■ What is expected: Would you reproduce the data below exactly, please, leaving out its images?

■ Source data:
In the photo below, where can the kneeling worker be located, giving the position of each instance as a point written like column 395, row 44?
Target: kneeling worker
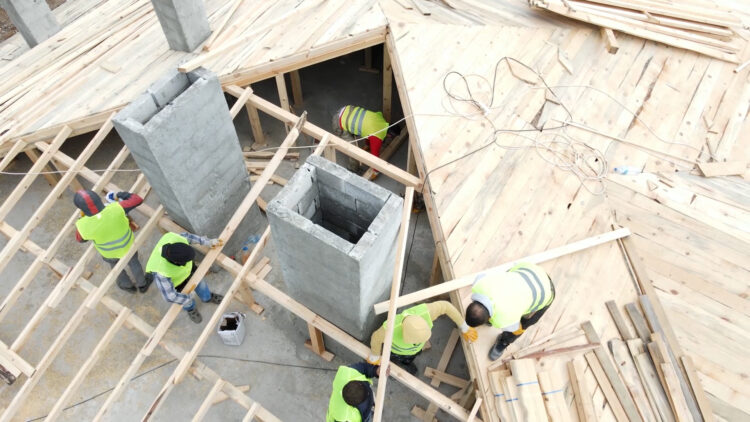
column 171, row 266
column 352, row 399
column 511, row 301
column 413, row 327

■ Result of the task:
In the photo below, where can the kneeling worker be located, giving the position of each instance as a point written like column 395, row 44?
Target: kneeling worker
column 171, row 266
column 352, row 399
column 511, row 301
column 413, row 327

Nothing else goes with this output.